*TASK PROMPT:* Copy the listing below word for word, but leave out the pictures.

*EXTRACTED INFORMATION:*

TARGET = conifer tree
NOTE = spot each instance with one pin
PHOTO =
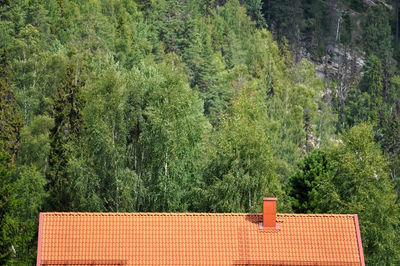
(67, 119)
(10, 118)
(8, 207)
(352, 177)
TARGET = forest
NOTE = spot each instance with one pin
(199, 106)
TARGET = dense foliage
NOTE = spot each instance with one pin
(196, 105)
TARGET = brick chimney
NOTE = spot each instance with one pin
(269, 213)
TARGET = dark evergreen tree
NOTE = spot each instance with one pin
(10, 118)
(8, 208)
(68, 119)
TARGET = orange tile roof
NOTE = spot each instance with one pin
(197, 239)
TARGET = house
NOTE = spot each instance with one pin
(199, 238)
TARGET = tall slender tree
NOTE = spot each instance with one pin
(67, 127)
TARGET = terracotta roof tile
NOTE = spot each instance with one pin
(196, 239)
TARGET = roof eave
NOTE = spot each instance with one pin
(39, 249)
(360, 249)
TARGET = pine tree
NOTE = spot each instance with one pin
(8, 207)
(10, 118)
(352, 177)
(67, 118)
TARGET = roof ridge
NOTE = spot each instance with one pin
(189, 214)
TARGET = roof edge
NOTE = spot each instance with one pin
(39, 249)
(360, 249)
(188, 214)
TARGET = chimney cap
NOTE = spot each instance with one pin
(270, 199)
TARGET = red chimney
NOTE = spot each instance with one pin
(269, 213)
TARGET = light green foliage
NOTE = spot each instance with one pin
(241, 167)
(175, 106)
(168, 128)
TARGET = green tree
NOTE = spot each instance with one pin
(354, 179)
(241, 167)
(8, 206)
(10, 118)
(167, 128)
(67, 127)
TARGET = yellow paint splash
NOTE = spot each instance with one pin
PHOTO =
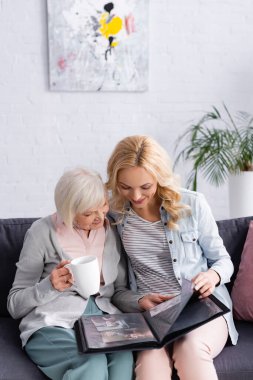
(111, 28)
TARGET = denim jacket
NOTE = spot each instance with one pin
(194, 247)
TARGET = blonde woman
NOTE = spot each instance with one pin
(168, 233)
(43, 294)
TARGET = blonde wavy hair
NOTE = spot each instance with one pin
(145, 152)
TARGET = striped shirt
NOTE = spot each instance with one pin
(147, 248)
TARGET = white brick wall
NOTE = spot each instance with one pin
(200, 54)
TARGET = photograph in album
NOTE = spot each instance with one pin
(153, 328)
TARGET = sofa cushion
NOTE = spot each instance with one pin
(236, 362)
(12, 232)
(241, 296)
(233, 233)
(14, 363)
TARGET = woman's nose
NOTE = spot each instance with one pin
(100, 214)
(136, 194)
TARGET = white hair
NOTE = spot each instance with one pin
(77, 191)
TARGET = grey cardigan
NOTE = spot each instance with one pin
(32, 296)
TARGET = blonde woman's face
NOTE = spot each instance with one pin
(137, 186)
(92, 219)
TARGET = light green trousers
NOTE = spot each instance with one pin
(54, 350)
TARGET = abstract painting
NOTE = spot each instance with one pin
(96, 45)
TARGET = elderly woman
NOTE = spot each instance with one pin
(43, 294)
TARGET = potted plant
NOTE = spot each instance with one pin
(220, 147)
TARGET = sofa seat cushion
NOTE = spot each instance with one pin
(14, 363)
(236, 362)
(241, 296)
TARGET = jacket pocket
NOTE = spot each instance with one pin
(189, 236)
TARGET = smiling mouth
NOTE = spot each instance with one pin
(139, 201)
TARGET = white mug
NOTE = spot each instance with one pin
(86, 275)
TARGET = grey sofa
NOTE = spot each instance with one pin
(234, 363)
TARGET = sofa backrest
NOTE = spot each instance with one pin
(234, 233)
(12, 232)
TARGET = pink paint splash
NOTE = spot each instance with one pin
(129, 24)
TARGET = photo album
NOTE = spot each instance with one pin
(150, 329)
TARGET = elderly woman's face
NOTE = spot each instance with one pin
(92, 219)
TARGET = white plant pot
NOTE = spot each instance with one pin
(241, 195)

*WRITTEN RESPONSE:*
TARGET = conifer tree
NOTE = spot each instance with one pin
PHOTO =
(67, 119)
(10, 118)
(8, 207)
(352, 177)
TARGET = forest
NOTE = spot each instance with one pin
(199, 106)
TARGET = dense foliage
NOTE = spot each instance with one pin
(196, 105)
TARGET = brick chimney
NOTE = spot each instance with one pin
(269, 213)
TARGET = dark evergreen tree
NOTE = spot each instance with one pin
(10, 118)
(8, 208)
(68, 119)
TARGET = orange tile roof
NOTE = spot each instance with one pin
(197, 239)
TARGET = house
NOTE = spot each instance with one pin
(199, 238)
TARGET = tall slender tree
NOTE = spot each instance with one pin
(67, 127)
TARGET = terracotta roof tile
NOTE = spot each instance with one pin
(196, 239)
TARGET = roof eave
NOTE = spot each instance with one pin
(39, 249)
(360, 249)
TARGET = pine tree
NOTE = spot each instance with one pin
(8, 207)
(10, 118)
(352, 177)
(67, 118)
TARGET = roof ridge
NOTE = spot each instance with one pin
(189, 214)
TARGET = roof edge
NOTE = spot each instance with one pin
(39, 249)
(360, 249)
(188, 214)
TARGET = chimney cap
NOTE = spot each instance with one pin
(270, 199)
TARGET = red chimney
NOTE = spot each instance with one pin
(269, 213)
TARGET = light green foliage
NOTE = spot each instance with one pin
(241, 167)
(175, 106)
(168, 128)
TARGET = green tree
NOTE = spot each instance with one pin
(354, 179)
(241, 167)
(8, 206)
(10, 118)
(167, 128)
(67, 127)
TARGET = yellow paint splash
NOTE = spot each instance with one pin
PHOTO =
(111, 28)
TARGET = denim jacket
NOTE = spot each instance with one pin
(194, 247)
TARGET = blonde woman
NOTE = spot each instance with one pin
(168, 233)
(43, 294)
TARGET = blonde wavy hair
NOTE = spot each instance with one pin
(145, 152)
TARGET = striped shirt
NOTE = spot each instance with one pin
(147, 248)
TARGET = white brick wall
NOTE = spot each instance with one pin
(200, 54)
TARGET = photograph in album
NOTE = spot each instance with one pin
(153, 328)
TARGET = sofa cushion
NOTE = spot each instance with one pin
(236, 362)
(12, 232)
(241, 296)
(233, 233)
(14, 363)
TARGET = woman's nose
NOTE = spot each instance with one pin
(100, 214)
(136, 194)
TARGET = white hair
NOTE = spot each instance with one pin
(77, 191)
TARGET = grey cardigan
NOTE = spot each instance with one pin
(32, 296)
TARGET = blonde woman's face
NOTE = spot each instance with one pin
(137, 186)
(92, 219)
TARGET = light green trousers
NOTE = spot each instance with one pin
(54, 350)
TARGET = abstract painting
NOTE = spot each instance with one pin
(96, 45)
TARGET = elderly woman
NOTE = spot each instance with one pin
(43, 294)
TARGET = potted plant
NOTE = spot each instance with one pin
(220, 147)
TARGET = sofa seat cushion
NOTE = spot each instance with one pin
(14, 363)
(236, 362)
(241, 296)
TARGET = jacket pocket
NOTE = spot each instance with one pin
(189, 236)
TARGET = smiling mouth
NOTE = spot each instance with one pin
(139, 201)
TARGET = white mug
NOTE = spot each instance with one pin
(86, 275)
TARGET = grey sofa
NOTE = spot each instance with one pin
(234, 363)
TARGET = sofa backrest
NOTE = spot each instance with one pin
(234, 233)
(12, 232)
TARGET = pink paint splash
NOTE = spot each instance with one pin
(129, 24)
TARGET = photo album
NOTE = spot each instance with one pin
(150, 329)
TARGET = elderly woman's face
NOTE = spot each instance with one pin
(92, 219)
TARGET = white plant pot
NOTE = spot each instance with one pin
(241, 195)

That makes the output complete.